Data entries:

********

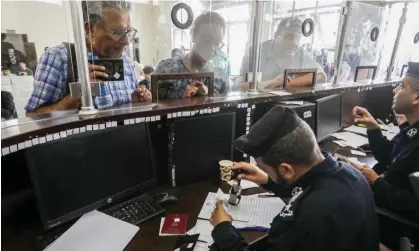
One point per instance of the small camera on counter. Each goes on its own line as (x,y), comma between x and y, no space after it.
(114,68)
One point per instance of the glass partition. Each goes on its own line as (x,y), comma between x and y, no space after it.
(407,50)
(298,35)
(34,58)
(215,41)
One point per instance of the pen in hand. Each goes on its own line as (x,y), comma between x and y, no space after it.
(266,195)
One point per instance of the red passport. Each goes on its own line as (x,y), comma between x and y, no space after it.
(175,224)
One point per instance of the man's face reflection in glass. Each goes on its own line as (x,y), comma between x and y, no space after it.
(208,39)
(108,32)
(288,37)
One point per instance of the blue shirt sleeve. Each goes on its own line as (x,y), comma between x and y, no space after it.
(49,82)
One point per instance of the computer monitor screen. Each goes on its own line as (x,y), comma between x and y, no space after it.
(200,143)
(328,116)
(87,171)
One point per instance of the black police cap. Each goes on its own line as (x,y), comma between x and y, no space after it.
(274,125)
(412,69)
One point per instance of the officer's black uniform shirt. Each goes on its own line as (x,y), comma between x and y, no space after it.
(396,160)
(332,208)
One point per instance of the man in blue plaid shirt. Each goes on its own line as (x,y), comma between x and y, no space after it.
(108,31)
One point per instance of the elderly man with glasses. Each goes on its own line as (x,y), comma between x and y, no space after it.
(108,32)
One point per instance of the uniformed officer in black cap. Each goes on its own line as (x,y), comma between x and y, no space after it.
(332,207)
(396,158)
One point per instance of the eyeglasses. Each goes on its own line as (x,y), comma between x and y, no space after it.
(119,34)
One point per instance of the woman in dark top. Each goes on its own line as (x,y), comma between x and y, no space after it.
(207,35)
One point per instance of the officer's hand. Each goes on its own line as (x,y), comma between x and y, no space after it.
(191,90)
(219,215)
(362,116)
(370,175)
(141,94)
(400,119)
(97,71)
(202,89)
(251,172)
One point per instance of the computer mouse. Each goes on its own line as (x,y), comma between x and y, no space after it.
(167,200)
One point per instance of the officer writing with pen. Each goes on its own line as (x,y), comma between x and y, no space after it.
(332,207)
(389,179)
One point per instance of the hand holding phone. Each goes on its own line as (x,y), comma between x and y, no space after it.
(97,73)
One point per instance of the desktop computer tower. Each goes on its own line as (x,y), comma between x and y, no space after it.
(328,115)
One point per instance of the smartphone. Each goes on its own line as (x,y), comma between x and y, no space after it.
(113,67)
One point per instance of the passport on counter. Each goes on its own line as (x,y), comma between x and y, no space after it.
(175,224)
(186,243)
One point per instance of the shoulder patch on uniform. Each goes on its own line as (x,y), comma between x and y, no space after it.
(288,210)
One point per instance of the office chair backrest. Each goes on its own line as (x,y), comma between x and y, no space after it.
(414,180)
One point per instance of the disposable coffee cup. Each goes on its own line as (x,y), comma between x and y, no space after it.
(225,171)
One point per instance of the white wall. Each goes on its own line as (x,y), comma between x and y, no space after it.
(45,23)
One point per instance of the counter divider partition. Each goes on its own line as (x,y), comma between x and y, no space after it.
(30,132)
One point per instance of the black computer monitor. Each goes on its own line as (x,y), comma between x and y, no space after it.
(200,143)
(83,172)
(328,116)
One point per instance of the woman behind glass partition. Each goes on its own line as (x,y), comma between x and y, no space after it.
(207,37)
(108,31)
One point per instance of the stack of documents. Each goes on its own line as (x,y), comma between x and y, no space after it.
(95,231)
(350,139)
(245,184)
(252,213)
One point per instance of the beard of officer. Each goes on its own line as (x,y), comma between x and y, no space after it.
(289,159)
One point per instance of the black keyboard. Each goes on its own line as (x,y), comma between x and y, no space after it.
(134,211)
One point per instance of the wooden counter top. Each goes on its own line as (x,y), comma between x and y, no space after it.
(21,130)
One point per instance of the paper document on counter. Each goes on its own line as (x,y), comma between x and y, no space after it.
(161,226)
(252,210)
(95,231)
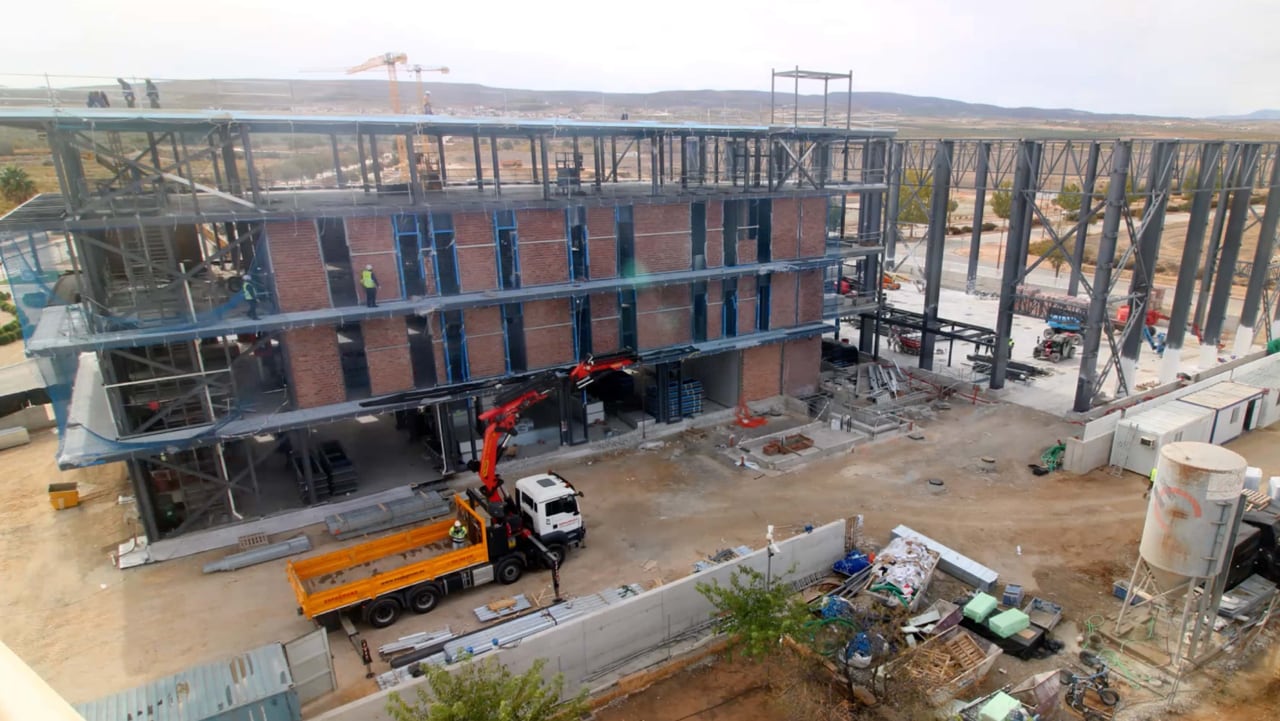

********

**BRIEF:** Please copy all of the material above line for line, with no changes, and leave the pictures out of your copy.

**OUTPUT FOR THIS EXERCISE:**
One point per instance of the small camera on counter. Each goes on its own line as (x,y), comma between x and y, no space after it.
(114,68)
One point per instance of the glass partition. Each goes on its own line as (x,y), comma between x and y, no space after it.
(407,50)
(298,35)
(34,58)
(215,41)
One point per instance of the pen in hand. Each goes on its own line as (x,y), comma between x and y, no space after it.
(266,195)
One point per instance of the red passport. Each goes on its own line as (x,y), comma between x and y, no space after it.
(175,224)
One point per instance of the man's face reflection in glass. Each goes on its own line as (x,y), comma between x and y, no space after it.
(208,39)
(108,32)
(288,37)
One point per instance of the blue shirt sleeve. Each goes on its own line as (x,y), comma between x and y, no space after it.
(49,82)
One point per instance of the computer monitor screen. Each goes on its own line as (x,y), comma between x and y, no space after it.
(200,143)
(328,116)
(87,171)
One point per instance of the black police cap. Each goes on its own line as (x,y), comma between x and y, no space after it.
(274,125)
(412,69)
One point per instance of the officer's black uniform shirt. Each goes on its own line as (x,y), comma between x and y, no space after it.
(396,160)
(332,208)
One point per instance of the man in blue plaid shirt. Each goes on its own line as (x,y), comma between x and y, no space after it.
(108,31)
One point per instance of the elderly man with glasses. Each goes on its own line as (x,y), comma between x and y, no space after it.
(108,32)
One point per instance of the uniformed officer in black cap. Each goes on its own line as (x,y), comma between x and y, no space after it.
(332,207)
(396,158)
One point per instance of the eyeglasses. Each goes on its own line as (x,y), comma between x and y, no space after it.
(119,34)
One point per instance of the woman in dark top. Each goes on its own line as (x,y), comma between x and y, no space after it.
(207,35)
One point per instance of the officer's hand. Each goes on its own line as (x,y), comma between x and y, no space after it.
(191,90)
(219,215)
(362,116)
(370,175)
(141,94)
(400,119)
(97,71)
(202,89)
(251,172)
One point per instance of the computer mouse. Each goes on its own line as (x,y), comma between x and y, no space after it.
(167,200)
One point per instance of the officer writing with pen. Each goes on its own line as (x,y), comma between x and y, no space after it.
(332,207)
(389,179)
One point per instance of the hand holding phone. Each goes on its own line as (x,y), comma between x and y, no space after it.
(97,73)
One point per instance of the desktop computer tower. Each goes on its own line as (x,y), comma between x and y, no space after it.
(328,115)
One point per instance of the smartphone. Each goes on its own line as (x,y), comma between x and y, no space after it.
(113,67)
One point per instance of the passport on counter. Each goes on its own line as (x,y), comma between x and y, no space after it.
(175,224)
(186,243)
One point per instance of the shoulder patch on uniform. Each goes on its own line as (x,y), comma between x and y, no space after it.
(288,210)
One point per instance of the office chair backrest. Each goes on its own line as (x,y), comma between x and y, no space after it.
(414,180)
One point per instance of the disposable coffee cup. Each goes on its own line as (x,y), comma between x and y, no space after it.
(225,171)
One point per instance of the white wall. Each goes on its own line as (x,y), comma between x and y, no space after it.
(45,23)
One point per instance of the counter divider partition. Each goes on its own line as (x,y), comma between x and y, no space after it.
(30,132)
One point per instance of the black computer monitor. Each goes on its own line as (x,y), comma between x and y, no space after it.
(200,143)
(83,172)
(328,116)
One point per instance of the woman behind glass partition. Each goes on its own line as (x,y), comma between x and y, no space after it.
(207,37)
(108,31)
One point per instance of the stack of documents. Each goes on its own line as (x,y), comma between x and y, no space after it.
(95,231)
(350,139)
(245,184)
(252,213)
One point per instance of the beard of officer. Each goes on its own line as (x,y), comma between x and y, no space after it.
(289,159)
One point per instance of the black keyboard. Each goes on its own line as (x,y), comma between x and y, no space after it.
(134,211)
One point per instance of the wooden counter top. Each goes on its own line as (x,y), comma between x and y, no space after it.
(21,130)
One point per instance of the paper document on counter. Each goes on its own line as (x,y), comma between x and y, no space after it.
(161,226)
(252,210)
(95,231)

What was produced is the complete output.